• **Your task**: A faithful copy of the data, pictures omitted, is the required answer.

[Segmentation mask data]
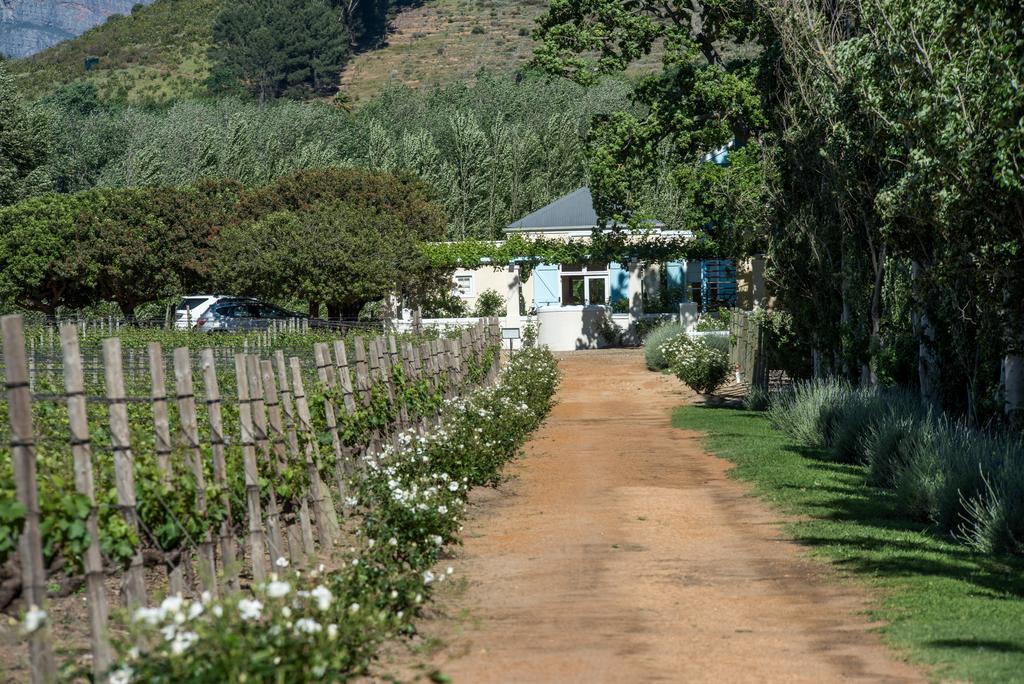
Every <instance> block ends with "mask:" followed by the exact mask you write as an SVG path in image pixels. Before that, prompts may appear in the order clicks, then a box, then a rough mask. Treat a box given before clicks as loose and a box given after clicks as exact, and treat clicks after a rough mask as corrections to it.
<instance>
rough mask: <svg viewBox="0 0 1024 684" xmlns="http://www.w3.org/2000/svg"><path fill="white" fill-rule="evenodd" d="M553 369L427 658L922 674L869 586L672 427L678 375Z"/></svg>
mask: <svg viewBox="0 0 1024 684" xmlns="http://www.w3.org/2000/svg"><path fill="white" fill-rule="evenodd" d="M560 365H561V369H562V372H563V373H564V381H563V383H562V386H561V388H560V390H559V392H558V396H557V399H558V405H557V407H556V408H555V409H554V411H553V412H552V414H551V416H550V417H549V418H548V420H547V421H546V423H545V424H544V426H543V427H542V429H541V430H540V431H539V432H538V433H537V434H536V435H535V437H534V438H532V440H531V441H530V442H529V443H528V444H527V446H526V450H525V455H524V457H523V458H522V459H521V460H519V461H518V462H516V463H515V464H514V465H512V466H511V467H510V468H509V470H508V475H509V476H510V479H509V481H508V482H507V483H506V484H504V485H503V486H501V487H500V488H499V489H498V490H492V491H489V493H482V494H478V495H477V496H476V497H475V499H474V506H473V513H472V514H471V516H470V518H469V519H468V521H467V523H466V530H465V537H466V542H465V547H464V548H463V549H462V550H461V551H460V552H459V553H458V554H457V558H455V559H454V560H453V561H450V562H451V564H452V565H454V566H455V569H456V574H455V575H454V576H455V578H457V579H458V578H462V589H461V590H460V591H453V589H454V586H458V585H459V581H458V580H457V581H456V582H450V583H447V585H449V587H450V588H449V589H447V590H446V591H443V592H441V594H440V603H439V613H440V616H437V617H435V618H432V619H428V621H426V624H425V625H424V626H423V629H424V632H425V634H426V635H428V636H429V637H431V639H430V640H428V642H426V643H431V642H434V643H440V644H442V646H441V647H440V648H439V649H435V651H434V652H433V653H432V654H431V655H430V656H429V657H431V658H432V664H431V667H432V668H436V669H437V670H438V671H439V672H441V673H443V674H445V675H447V676H449V677H451V679H452V680H453V681H454V682H456V683H457V684H459V683H463V682H466V683H474V684H476V683H482V682H656V681H666V682H696V681H709V682H827V681H839V680H863V681H886V682H896V681H899V682H902V681H919V680H923V679H924V677H923V676H922V674H921V673H920V672H918V671H916V670H914V669H912V668H911V667H909V666H908V665H906V664H904V662H902V661H900V660H899V659H898V657H897V656H896V655H895V654H894V653H893V652H891V651H889V650H888V649H887V648H886V647H885V646H884V645H883V644H882V643H881V642H880V640H879V637H878V636H877V634H874V633H872V632H871V631H870V628H871V627H877V625H874V626H872V625H870V624H869V623H868V622H867V618H866V617H865V616H864V614H863V610H864V607H865V603H866V601H867V599H868V596H867V595H866V594H865V592H864V591H863V590H862V589H860V588H858V587H856V586H855V585H853V584H852V583H850V582H848V581H844V580H843V579H842V578H840V576H839V574H838V572H836V571H835V569H834V568H831V567H829V566H828V565H827V564H826V563H823V562H820V561H816V560H811V559H808V558H806V556H805V552H804V551H803V550H802V549H801V548H800V547H799V546H797V545H795V544H794V543H792V542H791V541H788V540H787V539H786V538H785V536H784V533H783V532H782V530H781V527H780V522H783V520H781V516H780V514H779V513H778V512H777V511H773V510H772V509H770V508H769V507H767V506H766V505H765V504H763V503H762V502H759V501H758V500H756V499H753V498H751V497H750V496H749V493H750V488H749V486H746V485H744V484H742V483H740V482H737V481H735V480H732V479H729V478H728V477H727V475H726V472H727V470H728V468H729V465H728V464H727V463H726V462H725V461H723V460H720V459H718V458H715V457H713V456H711V455H709V454H707V453H706V452H705V451H703V448H702V447H701V445H700V441H699V435H697V434H695V433H690V432H686V431H683V430H678V429H674V428H673V427H672V424H671V415H672V409H673V408H674V407H677V405H679V404H681V403H685V402H687V401H692V400H694V398H695V397H694V396H693V395H692V394H690V393H688V392H687V391H685V390H684V389H683V388H682V386H681V385H680V384H679V383H678V382H677V381H675V380H674V379H673V378H670V377H667V376H662V375H658V374H654V373H650V372H648V371H646V369H645V368H644V366H643V359H642V356H641V354H640V353H638V352H623V351H617V352H614V351H612V352H583V353H573V354H566V355H565V356H563V357H562V358H561V359H560ZM421 657H422V656H421ZM407 674H408V671H407Z"/></svg>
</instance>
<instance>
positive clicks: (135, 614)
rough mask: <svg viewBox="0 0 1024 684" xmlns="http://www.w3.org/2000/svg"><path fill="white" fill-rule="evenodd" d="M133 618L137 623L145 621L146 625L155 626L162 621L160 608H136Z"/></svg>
mask: <svg viewBox="0 0 1024 684" xmlns="http://www.w3.org/2000/svg"><path fill="white" fill-rule="evenodd" d="M133 619H134V621H135V622H136V623H145V624H146V625H150V626H154V625H156V624H157V623H159V622H160V608H146V607H141V608H136V609H135V614H134V615H133Z"/></svg>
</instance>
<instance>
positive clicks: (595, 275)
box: [561, 261, 608, 306]
mask: <svg viewBox="0 0 1024 684" xmlns="http://www.w3.org/2000/svg"><path fill="white" fill-rule="evenodd" d="M607 269H608V264H607V263H604V262H596V261H592V262H590V263H586V264H584V263H563V264H562V268H561V291H562V305H563V306H579V305H581V304H607V303H608V270H607Z"/></svg>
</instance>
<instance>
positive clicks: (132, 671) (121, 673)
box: [106, 667, 135, 684]
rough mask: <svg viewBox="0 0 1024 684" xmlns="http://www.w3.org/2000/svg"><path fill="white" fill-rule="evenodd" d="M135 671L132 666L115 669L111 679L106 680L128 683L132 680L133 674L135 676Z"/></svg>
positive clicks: (113, 682)
mask: <svg viewBox="0 0 1024 684" xmlns="http://www.w3.org/2000/svg"><path fill="white" fill-rule="evenodd" d="M134 674H135V671H134V670H132V669H131V668H128V667H125V668H121V669H120V670H115V671H114V672H112V673H111V677H110V679H108V680H106V682H108V684H128V682H130V681H131V678H132V676H134Z"/></svg>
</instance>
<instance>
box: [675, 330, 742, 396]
mask: <svg viewBox="0 0 1024 684" xmlns="http://www.w3.org/2000/svg"><path fill="white" fill-rule="evenodd" d="M680 342H681V344H680V345H679V346H680V347H681V348H680V350H679V351H678V352H676V353H675V354H673V356H674V360H673V364H672V372H673V373H674V374H675V375H676V377H677V378H679V379H680V380H682V381H683V382H684V383H686V385H687V387H689V388H690V389H692V390H693V391H695V392H698V393H699V394H711V393H712V392H714V391H715V390H716V389H718V388H719V387H721V386H722V385H723V384H725V381H726V380H727V379H728V377H729V370H730V369H729V357H728V355H726V354H725V353H723V352H722V351H721V350H719V349H715V348H714V347H712V346H711V345H709V344H708V343H707V342H705V341H703V340H699V339H691V338H689V337H687V336H686V335H681V336H679V337H678V338H677V339H676V340H674V341H673V343H674V344H677V343H680Z"/></svg>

• **Solution to this problem**:
Every <instance> block ends with "mask:" followed by the exact mask you write as an SVG path in image pixels. Before that, prompts may appear in the order clicks, then a box, then a rough mask. Treat a box given before clicks as loose and a box given after clicks as exact, and treat clicks after a rough mask as corrections to it.
<instance>
rough mask: <svg viewBox="0 0 1024 684" xmlns="http://www.w3.org/2000/svg"><path fill="white" fill-rule="evenodd" d="M553 369L427 658L922 674L869 586L672 427L678 375Z"/></svg>
mask: <svg viewBox="0 0 1024 684" xmlns="http://www.w3.org/2000/svg"><path fill="white" fill-rule="evenodd" d="M560 365H561V369H562V372H563V373H564V381H563V383H562V386H561V388H560V390H559V392H558V396H557V399H558V405H557V407H556V408H555V409H554V411H553V412H552V414H551V416H550V417H549V418H548V420H547V421H546V423H545V424H544V426H543V427H542V429H541V430H540V431H539V432H538V433H537V434H536V435H535V437H534V438H532V440H531V441H530V442H529V443H528V444H527V446H526V450H525V455H524V457H523V458H522V459H521V460H519V461H518V462H516V463H515V464H514V465H512V466H511V467H510V468H509V470H508V475H509V476H510V479H509V481H508V482H507V483H506V484H504V485H503V486H501V487H500V488H499V489H498V490H492V491H489V493H482V494H478V495H477V496H476V497H475V499H474V506H473V513H472V514H471V516H470V518H469V519H468V521H467V523H466V530H465V537H466V542H465V547H464V548H463V549H462V550H461V551H460V552H459V553H458V554H457V558H455V559H454V560H453V561H450V562H451V564H452V565H454V566H455V569H456V574H455V575H454V576H455V578H457V579H458V578H462V589H461V590H460V591H453V589H454V586H458V585H459V581H458V580H457V581H456V582H450V583H447V585H449V587H450V588H449V589H447V590H446V591H443V592H441V594H440V603H439V613H440V616H437V617H435V618H432V619H428V621H426V624H425V625H424V626H423V629H424V632H425V634H426V635H428V636H429V637H431V639H430V640H428V642H426V643H431V642H434V643H440V644H442V646H441V647H440V648H439V649H435V651H434V652H433V653H432V654H431V655H430V656H429V657H431V658H432V664H431V667H432V668H436V669H437V670H438V671H439V672H441V673H443V674H445V675H447V676H449V677H451V679H452V680H453V681H454V682H456V683H457V684H459V683H463V682H466V683H474V684H476V683H482V682H656V681H666V682H696V681H709V682H827V681H839V680H863V681H886V682H896V681H899V682H902V681H919V680H923V679H924V677H923V676H922V674H921V673H920V672H918V671H916V670H914V669H912V668H911V667H909V666H908V665H906V664H904V662H902V661H900V660H899V659H898V657H897V656H896V655H895V654H894V653H893V652H891V651H889V650H888V649H887V648H886V647H885V646H884V645H883V644H882V643H881V642H880V640H879V637H878V636H877V634H874V633H872V632H871V631H870V628H871V627H877V625H874V626H872V625H870V624H869V623H868V622H867V618H866V617H865V616H864V614H863V610H864V607H865V603H866V601H867V599H868V596H867V595H866V594H865V592H864V591H863V590H862V589H860V588H858V587H856V586H855V585H853V584H852V583H850V582H848V581H844V580H843V579H842V578H840V576H839V574H838V572H836V571H835V569H834V568H831V567H829V566H828V565H827V564H826V563H823V562H820V561H816V560H811V559H808V558H806V556H805V552H804V551H803V550H802V549H801V548H800V547H799V546H797V545H795V544H794V543H792V542H791V541H788V540H787V539H786V538H785V536H784V533H783V532H782V530H781V527H780V522H783V520H781V516H780V514H779V513H778V512H777V511H773V510H772V509H770V508H769V507H767V506H766V505H765V504H763V503H762V502H759V501H758V500H756V499H753V498H751V497H750V496H749V493H750V488H749V486H746V485H744V484H742V483H740V482H737V481H735V480H732V479H729V478H728V477H727V475H726V472H727V470H728V468H729V465H728V464H727V463H726V462H725V461H723V460H720V459H718V458H715V457H713V456H711V455H709V454H707V453H706V452H705V451H703V448H702V447H701V445H700V441H699V435H697V434H695V433H690V432H686V431H683V430H678V429H674V428H673V427H672V424H671V415H672V409H673V408H674V407H677V405H679V404H681V403H685V402H687V401H692V400H694V398H695V397H694V396H693V395H692V394H690V393H688V392H687V391H685V390H684V389H683V388H682V386H681V385H680V384H679V383H678V382H677V381H675V380H674V379H673V378H670V377H667V376H662V375H658V374H654V373H650V372H648V371H646V369H645V368H644V366H643V359H642V356H641V354H640V353H638V352H623V351H617V352H614V351H612V352H583V353H573V354H566V355H565V356H563V357H562V358H561V359H560ZM421 657H422V656H421ZM407 674H408V671H407Z"/></svg>
</instance>
<instance>
positive clicks: (135, 614)
rough mask: <svg viewBox="0 0 1024 684" xmlns="http://www.w3.org/2000/svg"><path fill="white" fill-rule="evenodd" d="M133 618L137 623L145 621L146 625L155 626L162 621L160 608H136Z"/></svg>
mask: <svg viewBox="0 0 1024 684" xmlns="http://www.w3.org/2000/svg"><path fill="white" fill-rule="evenodd" d="M133 619H134V621H135V622H136V623H145V624H146V625H150V626H154V625H156V624H157V623H159V622H160V608H146V607H141V608H136V609H135V614H134V615H133Z"/></svg>
</instance>
<instance>
positive clicks: (595, 275)
box: [561, 261, 608, 306]
mask: <svg viewBox="0 0 1024 684" xmlns="http://www.w3.org/2000/svg"><path fill="white" fill-rule="evenodd" d="M607 269H608V264H607V263H604V262H596V261H592V262H590V263H586V264H584V263H563V264H562V268H561V291H562V305H563V306H579V305H581V304H607V303H608V270H607Z"/></svg>
</instance>
<instance>
positive clicks: (132, 671) (121, 673)
box: [106, 667, 135, 684]
rough mask: <svg viewBox="0 0 1024 684" xmlns="http://www.w3.org/2000/svg"><path fill="white" fill-rule="evenodd" d="M135 671L132 666L115 669L111 679L106 680L128 683L132 680L133 674L135 676Z"/></svg>
positive clicks: (113, 682)
mask: <svg viewBox="0 0 1024 684" xmlns="http://www.w3.org/2000/svg"><path fill="white" fill-rule="evenodd" d="M134 674H135V671H134V670H132V669H131V668H128V667H125V668H121V669H120V670H115V671H114V672H112V673H111V677H110V679H108V680H106V682H108V684H128V682H130V681H131V678H132V676H134Z"/></svg>
</instance>
<instance>
box: [675, 330, 742, 396]
mask: <svg viewBox="0 0 1024 684" xmlns="http://www.w3.org/2000/svg"><path fill="white" fill-rule="evenodd" d="M680 342H681V344H680V345H679V346H680V347H681V348H680V350H679V351H678V352H676V353H675V354H673V356H674V360H673V364H672V372H673V373H674V374H675V375H676V377H677V378H679V379H680V380H682V381H683V382H684V383H686V385H687V387H689V388H690V389H692V390H693V391H695V392H698V393H699V394H711V393H712V392H714V391H715V390H716V389H718V388H719V387H721V386H722V385H723V384H725V381H726V380H727V379H728V377H729V370H730V369H729V357H728V355H726V354H725V353H723V352H722V351H721V350H719V349H715V348H714V347H712V346H711V345H709V344H708V343H707V342H705V341H703V340H699V339H691V338H689V337H687V336H686V335H681V336H679V337H678V338H677V339H676V340H674V341H673V343H674V344H677V343H680Z"/></svg>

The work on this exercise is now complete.